▸ Selected text
The following article appears in July-August 2015 NewsNotes.
Pax Christi International – the Brussels-based secretariat, national sections, and member organizations (which includes Maryknoll) – gathered in Bethlehem in the Occupied Palestinian Territories from May 13-17 to commemorate the 70th anniversary of its founding. The declaration below was affirmed by the attendees of the conference. More information is at www.paxchristi.net.
Where we began and where we are now…
Forged in the broken relationships of a brutal war, Pax Christi began its journey 70 years ago with a vision based on the gospel – love your enemies – and rooted in a deep belief that reconciliation was possible. Shaped over the years by people of faith struggling to make peace in the midst of injustice and war, violence and repression, our movement brings to this moment in history a renewed commitment to make real in our lives and in our work for peace the values we claim to hold.
From the beginning we have accompanied those who are on the margins and we continue to connect with grassroots communities, listening with care to their stories and learning from their experience about possible, practical routes to enduring peace and, at the same time, developing insights into other pathways to peace.
At a time when poverty, exclusion, hopelessness and a lack of future possibilities pervade the lives of many young people making extremist ideologies attractive, we recognise the legacy of colonialism and systemic injustice, the power of active nonviolence, the importance of diversity and the urgency of inclusion.
At a time when fear is both real and orchestrated, we build bridges to hope, celebrating an abundance of difference among us; of age and culture, ethnicity and religion, sex and gender, experience and worldview.
With deep roots in the Catholic tradition and encouraged by the vision and witness of Pope Francis, we claim the richness of Catholic social teaching as we Christians strengthen existing ecumenical and interfaith cooperation.
In this journey we have learned that just relationships are essential for sustainable peace – that we humans are part of an earth community that must be healthy if we are to survive. We have come to see the interconnections between war and preparations for war, environmental damage, climate change and scarcity of essential resources. We are deepening our understanding of sustainability.
We also have learned that just relationships are essential to just peace – that Catholic hierarchy and local communities, ordained and lay, women and men bring equal gifts to the work for peace.
While war, preparations for war, the proliferation of arms and violent conflict seem to be omnipresent, we promote nonviolence, nurture community and work for a world where human rights and international law are consistently respected.
Bringing the future into focus…
From its early days in post-World War II Europe, Pax Christi has become a global movement, a network of member organisations on five continents, each responding to the signs of the times in their own context, contributing in a rich diversity of ways to the peace and reconciliation we all seek.
In the coming five years, as we move toward our 75th anniversary in 2020, we will continue to value and learn from the work of each member organisation. In an increasingly interconnected world, where challenges to peace are so often global as well as local, we also will seek ways to deepen our connections and build on the peacemaking and peacebuilding experience in our network to address together some of the most pressing threats and to nourish together some of the greatest possibilities for peace.
The peace we seek is sustainable peace. It is the overall goal of our work for peace, grounded in respect for the integrity of creation and shaped by a deep exploration of inclusive security that is rooted in justice. Our commitment to sustainable peace is enriched by faith; our understanding is deepened by theological reflection; and our steadfast resolve is strengthened by the spirituality that accompanies our journey. In the coming five years, the articulation of Pax Christi’s spirituality, peace education and peace politics will become even more important to our movement.

▸ Provided data
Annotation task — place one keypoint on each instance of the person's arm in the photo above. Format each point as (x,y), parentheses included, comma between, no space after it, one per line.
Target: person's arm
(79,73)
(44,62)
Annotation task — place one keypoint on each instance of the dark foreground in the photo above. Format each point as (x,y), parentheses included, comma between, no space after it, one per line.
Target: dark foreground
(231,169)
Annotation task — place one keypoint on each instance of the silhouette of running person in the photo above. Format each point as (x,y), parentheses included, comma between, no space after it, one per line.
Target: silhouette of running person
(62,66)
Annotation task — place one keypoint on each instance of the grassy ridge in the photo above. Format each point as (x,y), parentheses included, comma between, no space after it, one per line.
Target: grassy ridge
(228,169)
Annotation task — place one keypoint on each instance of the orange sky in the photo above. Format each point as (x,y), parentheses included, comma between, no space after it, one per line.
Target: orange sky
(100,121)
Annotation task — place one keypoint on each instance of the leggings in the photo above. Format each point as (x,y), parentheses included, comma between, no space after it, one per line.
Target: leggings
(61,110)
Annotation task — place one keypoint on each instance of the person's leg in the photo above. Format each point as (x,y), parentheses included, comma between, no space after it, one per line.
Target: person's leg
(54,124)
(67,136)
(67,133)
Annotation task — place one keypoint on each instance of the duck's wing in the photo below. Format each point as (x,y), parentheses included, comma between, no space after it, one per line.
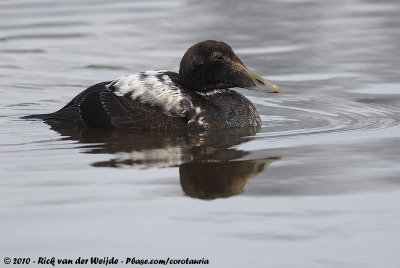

▸ What to work on
(a) Substitute "Labeling task" for "Annotation task" throughout the records and leave everything else as it is. Omit the pictures from your answer.
(b) Resume the Pax Christi anniversary declaration from its last sentence.
The text and the records come from unrelated sources.

▸ Answers for the exercise
(a)
Labeling task — place one keypoint on each instance of the person's arm in the photo above. Format each point as (x,y), parentheses included, comma between, no space after it, one per line.
Target: person's arm
(79,73)
(44,62)
Labeling task — place one keypoint on each instance of the dark foreground in the photo above. Format each point as (x,y), parentheses included, comma between, no space after it, one per line.
Target: dark foreground
(231,169)
Labeling task — place one keypoint on each instance of the silhouette of running person in the photo above. Format each point as (x,y), parentheses included, comma between, no space after it, one per line.
Target: silhouette of running person
(62,66)
Labeling task — place one keypoint on each instance of the grassy ridge in the photo above. Format each point as (x,y), parentheses included, comma between, no space after it, one per line.
Target: grassy ridge
(228,169)
Labeling task — place one keypoint on each instance of the orange sky in the photo above. Format each point as (x,y), parentheses included, comma between, no space after it, one per line.
Target: orange sky
(100,121)
Labeling task — place one keypoint on each instance of the leggings in the photo above. Format each point as (x,y), parentheses included, comma between, no space after it, one per line.
Target: leggings
(61,110)
Labeling task — place one keypoint on each instance of the person's leg in the photo above. Format each point as (x,y), parentheses included, comma between, no space after it, one per line.
Target: person's leg
(54,124)
(67,136)
(67,133)
Labeling task — place one keypoint on each instance of the duck's wing in the photo below. Format each point as (x,y), parentheses included, comma between, no space after it, one per line.

(b)
The pathway we seek is defined by the practice of active nonviolence as a powerful alternative to extremist violence and militarisation. While not all our members are pacifist, Pax Christi’s constant dialogue about and exploration of the Gospel message of nonviolence keeps this issue alive in our movement. In the coming five years we will further develop efforts with the Vatican and religious communities to deepen Catholic thought on active nonviolence and to augment our Pax Christi conversation.
The future we seek is already visible among the youth in our communities. It is a future filled with hope and possibility, but threatened at the same time by extremism and the distortion of religion. Many Pax Christi member organisations already have youth programmes; we will value that experience and learn from it. In the coming five years we will engage more young people, including those from diverse backgrounds, cultures and faiths, as valuable and equal members of our movement. We will present alternatives to extremism, share our rich spirituality with young people in a secularised world; encourage concrete campaigns and immersion experiences; promote intergenerational conversation and cooperation; and encourage leadership development for youth in Pax Christi.
The global community we seek will fully engage women in resolving violent conflict and making peace. Pax Christi-connected women from diverse cultures and faiths have deep experience making and building peace. In the coming five years we will strengthen our network for connecting women’s peacemaking and peacebuilding experience in our movement; we will listen to and learn from that experience; we will support the full implementation of UN Security Council Resolutions on Women, Peace and Security and other efforts to create a gender-inclusive route to peace.
The societies we seek will bring people of faith and people of good will together to reduce the tensions that exist among and within different religious traditions. In the coming five years we will prioritize our cooperation with Muslim and Jewish peacemakers and with people of other traditions, spiritualities and convictions.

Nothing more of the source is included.